## WHAT IS EXPECTED
Write out only the lines running from the one that contains "Locate the shed corner" to the end of the material, both ends included.
********
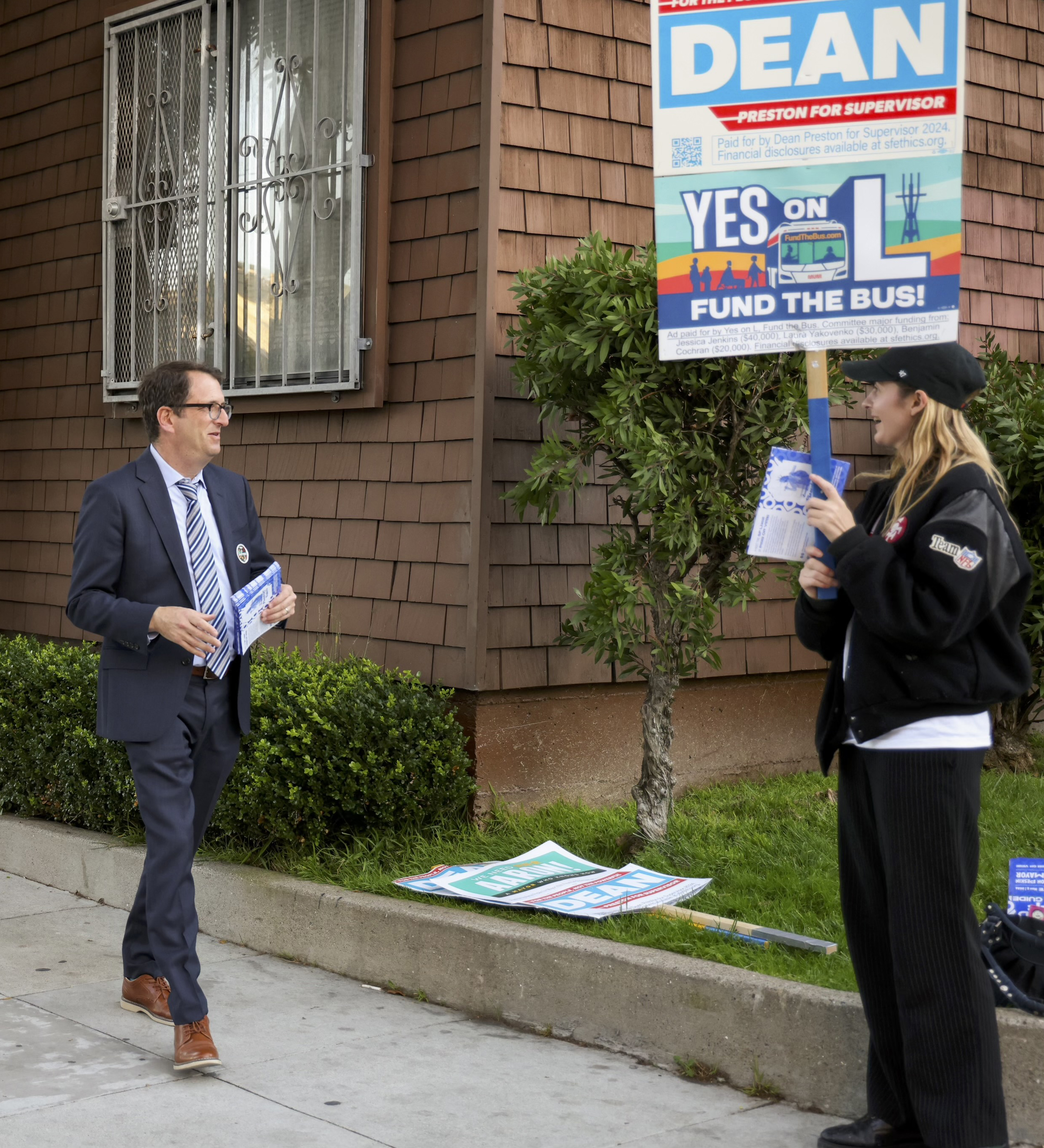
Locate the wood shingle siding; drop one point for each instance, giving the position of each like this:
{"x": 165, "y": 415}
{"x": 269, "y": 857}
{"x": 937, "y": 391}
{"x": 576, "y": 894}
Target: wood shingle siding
{"x": 514, "y": 128}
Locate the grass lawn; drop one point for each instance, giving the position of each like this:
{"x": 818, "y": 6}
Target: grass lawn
{"x": 770, "y": 846}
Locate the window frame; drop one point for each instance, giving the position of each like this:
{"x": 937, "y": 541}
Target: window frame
{"x": 367, "y": 361}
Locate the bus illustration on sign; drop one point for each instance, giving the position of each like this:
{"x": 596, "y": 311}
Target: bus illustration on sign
{"x": 808, "y": 255}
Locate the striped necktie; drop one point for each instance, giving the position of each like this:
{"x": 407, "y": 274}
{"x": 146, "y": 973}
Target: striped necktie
{"x": 205, "y": 575}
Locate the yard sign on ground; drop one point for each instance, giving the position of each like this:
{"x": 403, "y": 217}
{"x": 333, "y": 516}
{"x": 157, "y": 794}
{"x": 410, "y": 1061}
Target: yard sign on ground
{"x": 807, "y": 159}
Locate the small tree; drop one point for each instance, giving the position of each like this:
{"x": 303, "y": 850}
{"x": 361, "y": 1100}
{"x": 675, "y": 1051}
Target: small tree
{"x": 1010, "y": 417}
{"x": 684, "y": 448}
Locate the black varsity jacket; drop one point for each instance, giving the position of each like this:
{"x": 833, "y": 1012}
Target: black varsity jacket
{"x": 935, "y": 604}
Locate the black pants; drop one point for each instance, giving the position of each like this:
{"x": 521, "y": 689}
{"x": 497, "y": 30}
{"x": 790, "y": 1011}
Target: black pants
{"x": 908, "y": 835}
{"x": 179, "y": 779}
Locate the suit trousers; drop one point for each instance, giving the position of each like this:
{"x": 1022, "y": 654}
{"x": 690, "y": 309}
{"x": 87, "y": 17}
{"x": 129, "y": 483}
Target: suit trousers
{"x": 908, "y": 835}
{"x": 179, "y": 779}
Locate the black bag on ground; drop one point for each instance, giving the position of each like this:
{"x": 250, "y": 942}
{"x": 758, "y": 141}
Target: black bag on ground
{"x": 1014, "y": 951}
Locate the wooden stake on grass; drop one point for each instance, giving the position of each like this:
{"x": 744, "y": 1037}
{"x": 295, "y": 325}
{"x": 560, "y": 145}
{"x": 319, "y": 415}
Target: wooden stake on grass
{"x": 746, "y": 930}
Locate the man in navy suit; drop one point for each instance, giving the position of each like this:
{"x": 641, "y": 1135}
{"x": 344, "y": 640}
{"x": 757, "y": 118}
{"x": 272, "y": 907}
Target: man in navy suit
{"x": 161, "y": 547}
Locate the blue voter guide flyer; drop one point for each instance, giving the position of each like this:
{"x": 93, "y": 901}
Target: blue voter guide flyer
{"x": 1026, "y": 888}
{"x": 248, "y": 606}
{"x": 808, "y": 174}
{"x": 781, "y": 526}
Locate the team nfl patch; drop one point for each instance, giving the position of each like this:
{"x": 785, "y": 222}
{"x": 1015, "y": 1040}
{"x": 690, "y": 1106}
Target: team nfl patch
{"x": 964, "y": 557}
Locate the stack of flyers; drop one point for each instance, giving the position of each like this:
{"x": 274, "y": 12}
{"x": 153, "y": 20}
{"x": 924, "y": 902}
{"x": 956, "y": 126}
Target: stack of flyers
{"x": 552, "y": 878}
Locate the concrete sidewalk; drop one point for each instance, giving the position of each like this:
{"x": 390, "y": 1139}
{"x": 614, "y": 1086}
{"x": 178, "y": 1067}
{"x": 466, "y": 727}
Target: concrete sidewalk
{"x": 311, "y": 1059}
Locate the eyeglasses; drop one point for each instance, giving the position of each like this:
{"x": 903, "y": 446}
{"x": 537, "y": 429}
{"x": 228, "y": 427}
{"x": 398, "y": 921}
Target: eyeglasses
{"x": 213, "y": 409}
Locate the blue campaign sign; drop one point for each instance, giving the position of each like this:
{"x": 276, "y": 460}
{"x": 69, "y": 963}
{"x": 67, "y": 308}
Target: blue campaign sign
{"x": 1026, "y": 886}
{"x": 807, "y": 162}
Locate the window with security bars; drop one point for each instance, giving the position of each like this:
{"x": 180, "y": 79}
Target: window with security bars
{"x": 232, "y": 209}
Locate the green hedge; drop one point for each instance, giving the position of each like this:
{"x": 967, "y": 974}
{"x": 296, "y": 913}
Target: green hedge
{"x": 336, "y": 748}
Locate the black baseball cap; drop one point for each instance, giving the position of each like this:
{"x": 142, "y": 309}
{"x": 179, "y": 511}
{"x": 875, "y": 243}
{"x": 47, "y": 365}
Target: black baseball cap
{"x": 945, "y": 372}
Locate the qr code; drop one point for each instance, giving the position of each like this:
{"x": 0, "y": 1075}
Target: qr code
{"x": 687, "y": 152}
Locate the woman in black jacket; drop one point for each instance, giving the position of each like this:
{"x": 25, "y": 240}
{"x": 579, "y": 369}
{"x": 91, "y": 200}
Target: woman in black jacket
{"x": 923, "y": 639}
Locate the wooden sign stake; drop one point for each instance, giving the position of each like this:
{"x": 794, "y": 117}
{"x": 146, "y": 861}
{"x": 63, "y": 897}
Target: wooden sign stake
{"x": 819, "y": 437}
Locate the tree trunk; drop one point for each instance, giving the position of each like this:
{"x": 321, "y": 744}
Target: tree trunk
{"x": 1011, "y": 752}
{"x": 654, "y": 793}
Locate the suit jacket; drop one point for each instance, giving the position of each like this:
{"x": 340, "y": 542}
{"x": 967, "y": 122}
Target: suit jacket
{"x": 128, "y": 559}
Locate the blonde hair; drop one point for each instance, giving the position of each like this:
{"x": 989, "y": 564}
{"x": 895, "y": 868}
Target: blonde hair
{"x": 942, "y": 439}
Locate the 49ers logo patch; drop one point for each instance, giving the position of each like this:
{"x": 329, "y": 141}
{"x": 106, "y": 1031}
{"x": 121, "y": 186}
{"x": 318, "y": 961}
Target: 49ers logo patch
{"x": 964, "y": 557}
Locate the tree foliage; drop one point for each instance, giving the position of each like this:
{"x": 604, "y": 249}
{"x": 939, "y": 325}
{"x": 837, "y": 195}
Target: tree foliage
{"x": 681, "y": 445}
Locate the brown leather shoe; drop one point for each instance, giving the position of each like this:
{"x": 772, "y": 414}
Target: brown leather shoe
{"x": 193, "y": 1046}
{"x": 149, "y": 996}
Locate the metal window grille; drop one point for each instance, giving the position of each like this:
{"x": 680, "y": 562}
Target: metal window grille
{"x": 232, "y": 212}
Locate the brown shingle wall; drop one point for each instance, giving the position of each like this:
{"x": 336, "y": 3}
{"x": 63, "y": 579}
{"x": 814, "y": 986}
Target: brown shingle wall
{"x": 1004, "y": 177}
{"x": 576, "y": 158}
{"x": 53, "y": 435}
{"x": 369, "y": 510}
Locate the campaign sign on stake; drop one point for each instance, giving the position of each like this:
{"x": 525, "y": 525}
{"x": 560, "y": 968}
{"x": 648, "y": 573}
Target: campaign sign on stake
{"x": 807, "y": 160}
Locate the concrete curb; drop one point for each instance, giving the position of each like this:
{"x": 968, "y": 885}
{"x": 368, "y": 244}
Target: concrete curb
{"x": 809, "y": 1042}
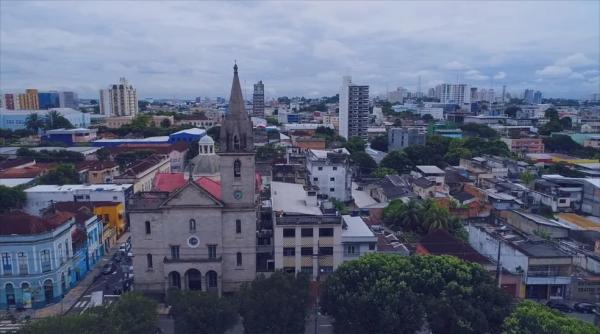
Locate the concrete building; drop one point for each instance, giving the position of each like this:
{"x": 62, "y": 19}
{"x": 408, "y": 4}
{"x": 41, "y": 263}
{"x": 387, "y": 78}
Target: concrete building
{"x": 307, "y": 233}
{"x": 40, "y": 197}
{"x": 399, "y": 138}
{"x": 202, "y": 235}
{"x": 37, "y": 258}
{"x": 29, "y": 100}
{"x": 119, "y": 99}
{"x": 258, "y": 100}
{"x": 354, "y": 109}
{"x": 329, "y": 170}
{"x": 16, "y": 119}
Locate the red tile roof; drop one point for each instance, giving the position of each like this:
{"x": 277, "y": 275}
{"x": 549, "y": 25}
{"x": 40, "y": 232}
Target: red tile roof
{"x": 18, "y": 222}
{"x": 172, "y": 181}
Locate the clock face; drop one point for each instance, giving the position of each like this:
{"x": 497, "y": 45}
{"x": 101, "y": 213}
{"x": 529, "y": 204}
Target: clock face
{"x": 237, "y": 194}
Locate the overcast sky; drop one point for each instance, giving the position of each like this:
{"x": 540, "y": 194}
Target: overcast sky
{"x": 187, "y": 49}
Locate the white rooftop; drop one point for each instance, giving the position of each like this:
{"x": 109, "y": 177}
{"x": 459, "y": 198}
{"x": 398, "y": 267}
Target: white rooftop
{"x": 74, "y": 187}
{"x": 291, "y": 198}
{"x": 430, "y": 169}
{"x": 356, "y": 228}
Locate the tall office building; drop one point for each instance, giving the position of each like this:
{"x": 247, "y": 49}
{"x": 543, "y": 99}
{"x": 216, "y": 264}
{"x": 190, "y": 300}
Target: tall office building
{"x": 48, "y": 100}
{"x": 29, "y": 100}
{"x": 119, "y": 99}
{"x": 258, "y": 100}
{"x": 458, "y": 94}
{"x": 68, "y": 100}
{"x": 354, "y": 109}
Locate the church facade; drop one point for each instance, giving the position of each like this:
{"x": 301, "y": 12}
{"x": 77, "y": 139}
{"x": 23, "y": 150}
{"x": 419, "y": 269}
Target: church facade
{"x": 202, "y": 235}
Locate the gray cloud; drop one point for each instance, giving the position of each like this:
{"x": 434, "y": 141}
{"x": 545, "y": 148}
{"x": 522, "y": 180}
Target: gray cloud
{"x": 186, "y": 49}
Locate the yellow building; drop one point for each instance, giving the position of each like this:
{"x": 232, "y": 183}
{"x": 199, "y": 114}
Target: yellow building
{"x": 29, "y": 100}
{"x": 113, "y": 213}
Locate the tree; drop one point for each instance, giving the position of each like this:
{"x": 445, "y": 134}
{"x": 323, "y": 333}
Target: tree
{"x": 34, "y": 123}
{"x": 380, "y": 143}
{"x": 355, "y": 144}
{"x": 275, "y": 305}
{"x": 63, "y": 174}
{"x": 389, "y": 293}
{"x": 132, "y": 314}
{"x": 533, "y": 318}
{"x": 165, "y": 123}
{"x": 202, "y": 313}
{"x": 365, "y": 163}
{"x": 11, "y": 198}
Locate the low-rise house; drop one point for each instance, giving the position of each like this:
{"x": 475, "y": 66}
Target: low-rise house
{"x": 545, "y": 270}
{"x": 307, "y": 233}
{"x": 357, "y": 238}
{"x": 37, "y": 258}
{"x": 142, "y": 173}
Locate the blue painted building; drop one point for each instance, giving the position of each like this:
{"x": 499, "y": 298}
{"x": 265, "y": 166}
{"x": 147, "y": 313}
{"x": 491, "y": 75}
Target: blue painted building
{"x": 48, "y": 100}
{"x": 36, "y": 256}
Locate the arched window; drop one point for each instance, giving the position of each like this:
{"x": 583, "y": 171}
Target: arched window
{"x": 237, "y": 168}
{"x": 239, "y": 259}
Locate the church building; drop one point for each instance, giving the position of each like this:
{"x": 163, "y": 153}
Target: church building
{"x": 201, "y": 234}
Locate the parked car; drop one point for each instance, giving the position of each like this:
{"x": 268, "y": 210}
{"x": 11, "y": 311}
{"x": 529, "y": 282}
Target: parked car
{"x": 108, "y": 268}
{"x": 559, "y": 305}
{"x": 584, "y": 308}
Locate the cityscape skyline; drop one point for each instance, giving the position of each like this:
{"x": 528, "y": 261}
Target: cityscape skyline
{"x": 310, "y": 46}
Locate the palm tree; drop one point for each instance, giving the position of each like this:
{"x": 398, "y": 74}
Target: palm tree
{"x": 33, "y": 122}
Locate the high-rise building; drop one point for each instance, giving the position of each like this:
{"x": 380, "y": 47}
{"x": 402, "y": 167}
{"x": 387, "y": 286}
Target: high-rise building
{"x": 258, "y": 100}
{"x": 68, "y": 100}
{"x": 354, "y": 109}
{"x": 10, "y": 101}
{"x": 48, "y": 100}
{"x": 458, "y": 94}
{"x": 29, "y": 100}
{"x": 119, "y": 99}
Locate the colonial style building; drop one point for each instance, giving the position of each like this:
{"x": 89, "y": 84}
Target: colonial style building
{"x": 202, "y": 235}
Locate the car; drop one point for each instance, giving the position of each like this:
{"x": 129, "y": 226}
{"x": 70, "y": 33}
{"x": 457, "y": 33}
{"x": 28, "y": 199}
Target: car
{"x": 584, "y": 308}
{"x": 559, "y": 305}
{"x": 108, "y": 268}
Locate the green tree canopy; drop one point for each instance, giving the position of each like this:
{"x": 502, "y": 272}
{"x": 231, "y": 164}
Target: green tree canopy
{"x": 380, "y": 143}
{"x": 385, "y": 293}
{"x": 62, "y": 174}
{"x": 532, "y": 318}
{"x": 275, "y": 305}
{"x": 202, "y": 313}
{"x": 11, "y": 198}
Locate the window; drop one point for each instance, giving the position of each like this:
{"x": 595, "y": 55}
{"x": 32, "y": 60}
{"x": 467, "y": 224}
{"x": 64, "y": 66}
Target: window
{"x": 6, "y": 264}
{"x": 325, "y": 250}
{"x": 45, "y": 259}
{"x": 306, "y": 232}
{"x": 289, "y": 251}
{"x": 212, "y": 251}
{"x": 238, "y": 259}
{"x": 306, "y": 251}
{"x": 237, "y": 168}
{"x": 326, "y": 232}
{"x": 175, "y": 252}
{"x": 149, "y": 261}
{"x": 23, "y": 266}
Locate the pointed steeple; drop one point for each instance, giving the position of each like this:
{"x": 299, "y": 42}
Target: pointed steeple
{"x": 236, "y": 100}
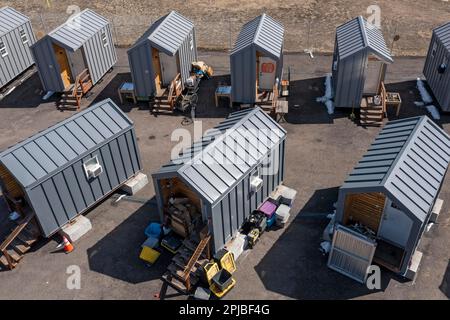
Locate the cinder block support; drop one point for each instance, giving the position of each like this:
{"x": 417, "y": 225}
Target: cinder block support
{"x": 135, "y": 184}
{"x": 77, "y": 228}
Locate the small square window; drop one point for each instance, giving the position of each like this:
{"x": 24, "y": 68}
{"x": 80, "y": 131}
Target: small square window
{"x": 3, "y": 50}
{"x": 23, "y": 36}
{"x": 104, "y": 39}
{"x": 92, "y": 168}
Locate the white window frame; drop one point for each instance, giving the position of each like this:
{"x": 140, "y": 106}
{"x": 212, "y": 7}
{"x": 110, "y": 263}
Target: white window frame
{"x": 104, "y": 38}
{"x": 434, "y": 49}
{"x": 23, "y": 36}
{"x": 95, "y": 160}
{"x": 3, "y": 49}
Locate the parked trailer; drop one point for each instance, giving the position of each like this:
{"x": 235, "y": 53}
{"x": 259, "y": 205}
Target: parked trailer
{"x": 359, "y": 62}
{"x": 165, "y": 50}
{"x": 387, "y": 201}
{"x": 82, "y": 47}
{"x": 16, "y": 37}
{"x": 68, "y": 168}
{"x": 218, "y": 180}
{"x": 256, "y": 60}
{"x": 437, "y": 65}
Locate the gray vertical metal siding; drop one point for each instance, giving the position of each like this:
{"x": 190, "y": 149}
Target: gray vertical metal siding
{"x": 19, "y": 57}
{"x": 83, "y": 32}
{"x": 100, "y": 59}
{"x": 47, "y": 66}
{"x": 218, "y": 169}
{"x": 243, "y": 82}
{"x": 439, "y": 83}
{"x": 407, "y": 162}
{"x": 229, "y": 214}
{"x": 262, "y": 34}
{"x": 170, "y": 35}
{"x": 141, "y": 67}
{"x": 354, "y": 41}
{"x": 349, "y": 81}
{"x": 49, "y": 165}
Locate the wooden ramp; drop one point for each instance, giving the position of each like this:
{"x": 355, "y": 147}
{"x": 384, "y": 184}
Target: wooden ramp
{"x": 19, "y": 241}
{"x": 185, "y": 269}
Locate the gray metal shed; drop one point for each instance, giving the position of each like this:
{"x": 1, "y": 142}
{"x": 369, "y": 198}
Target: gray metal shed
{"x": 394, "y": 187}
{"x": 217, "y": 171}
{"x": 359, "y": 62}
{"x": 437, "y": 65}
{"x": 258, "y": 51}
{"x": 56, "y": 171}
{"x": 82, "y": 42}
{"x": 167, "y": 48}
{"x": 16, "y": 37}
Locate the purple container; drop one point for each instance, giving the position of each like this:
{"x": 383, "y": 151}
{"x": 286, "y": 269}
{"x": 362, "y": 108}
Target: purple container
{"x": 268, "y": 208}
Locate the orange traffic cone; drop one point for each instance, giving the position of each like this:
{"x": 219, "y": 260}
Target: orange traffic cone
{"x": 68, "y": 247}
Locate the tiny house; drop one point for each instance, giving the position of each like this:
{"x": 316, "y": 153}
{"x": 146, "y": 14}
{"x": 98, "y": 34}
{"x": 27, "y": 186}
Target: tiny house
{"x": 80, "y": 50}
{"x": 68, "y": 168}
{"x": 386, "y": 202}
{"x": 437, "y": 65}
{"x": 359, "y": 62}
{"x": 16, "y": 37}
{"x": 165, "y": 50}
{"x": 217, "y": 175}
{"x": 256, "y": 60}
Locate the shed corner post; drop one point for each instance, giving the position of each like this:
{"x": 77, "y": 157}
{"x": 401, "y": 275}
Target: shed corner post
{"x": 159, "y": 204}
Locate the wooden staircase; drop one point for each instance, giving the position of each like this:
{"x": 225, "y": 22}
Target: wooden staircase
{"x": 371, "y": 114}
{"x": 166, "y": 100}
{"x": 72, "y": 99}
{"x": 18, "y": 242}
{"x": 185, "y": 269}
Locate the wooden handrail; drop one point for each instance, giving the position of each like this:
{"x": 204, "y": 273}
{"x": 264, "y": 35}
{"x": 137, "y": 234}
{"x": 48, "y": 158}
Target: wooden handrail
{"x": 16, "y": 232}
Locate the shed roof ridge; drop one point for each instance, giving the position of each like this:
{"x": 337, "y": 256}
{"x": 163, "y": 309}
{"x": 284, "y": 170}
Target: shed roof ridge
{"x": 226, "y": 133}
{"x": 421, "y": 120}
{"x": 62, "y": 123}
{"x": 164, "y": 18}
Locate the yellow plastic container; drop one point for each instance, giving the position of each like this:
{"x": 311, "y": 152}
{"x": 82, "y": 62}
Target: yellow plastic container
{"x": 149, "y": 255}
{"x": 211, "y": 269}
{"x": 218, "y": 293}
{"x": 227, "y": 262}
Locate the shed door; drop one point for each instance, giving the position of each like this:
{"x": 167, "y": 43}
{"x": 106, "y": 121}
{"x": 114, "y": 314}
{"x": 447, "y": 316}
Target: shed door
{"x": 266, "y": 73}
{"x": 61, "y": 58}
{"x": 351, "y": 254}
{"x": 395, "y": 225}
{"x": 374, "y": 70}
{"x": 77, "y": 62}
{"x": 169, "y": 68}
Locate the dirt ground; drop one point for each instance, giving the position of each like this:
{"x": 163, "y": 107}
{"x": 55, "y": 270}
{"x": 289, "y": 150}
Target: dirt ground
{"x": 309, "y": 24}
{"x": 286, "y": 264}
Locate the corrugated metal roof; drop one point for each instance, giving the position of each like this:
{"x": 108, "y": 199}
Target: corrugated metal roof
********
## REPLY
Locate the shed corner post; drop one point for each instance, giving the position of each like this:
{"x": 77, "y": 157}
{"x": 401, "y": 275}
Target: shed corner post
{"x": 159, "y": 204}
Locate the wooden staircase; drop one point for each instance, giving the position of each like this:
{"x": 225, "y": 22}
Target: wooden staircase
{"x": 371, "y": 114}
{"x": 166, "y": 100}
{"x": 72, "y": 99}
{"x": 18, "y": 242}
{"x": 185, "y": 269}
Locate the wooden handrail; drop one point for each instance, giving the position of each like this:
{"x": 204, "y": 273}
{"x": 264, "y": 35}
{"x": 137, "y": 234}
{"x": 48, "y": 158}
Target: wooden handrail
{"x": 16, "y": 232}
Locate the shed roof ridge; drop one point for each instance, giving the position of each like this:
{"x": 337, "y": 256}
{"x": 163, "y": 309}
{"x": 284, "y": 170}
Target: shed roof ridge
{"x": 226, "y": 133}
{"x": 421, "y": 120}
{"x": 62, "y": 123}
{"x": 164, "y": 18}
Locate the yellow plastic container; drop one point for each instance, giving the position of each like this:
{"x": 311, "y": 152}
{"x": 82, "y": 62}
Target: yellow plastic container
{"x": 149, "y": 255}
{"x": 211, "y": 269}
{"x": 218, "y": 293}
{"x": 227, "y": 262}
Locate the shed door; drop one point for each instance, giving the position of each like this:
{"x": 167, "y": 43}
{"x": 106, "y": 121}
{"x": 114, "y": 314}
{"x": 447, "y": 316}
Target: shed door
{"x": 266, "y": 73}
{"x": 61, "y": 58}
{"x": 351, "y": 254}
{"x": 395, "y": 225}
{"x": 374, "y": 70}
{"x": 77, "y": 62}
{"x": 169, "y": 68}
Locate the dirt ground; drop one point for each instance, giving the position of each like this:
{"x": 163, "y": 107}
{"x": 55, "y": 270}
{"x": 289, "y": 150}
Target: dirt ground
{"x": 309, "y": 24}
{"x": 286, "y": 264}
Locate the corrugated metal roof; drop one point for each instance, giving the position of each like this:
{"x": 108, "y": 199}
Target: corrugated metal roof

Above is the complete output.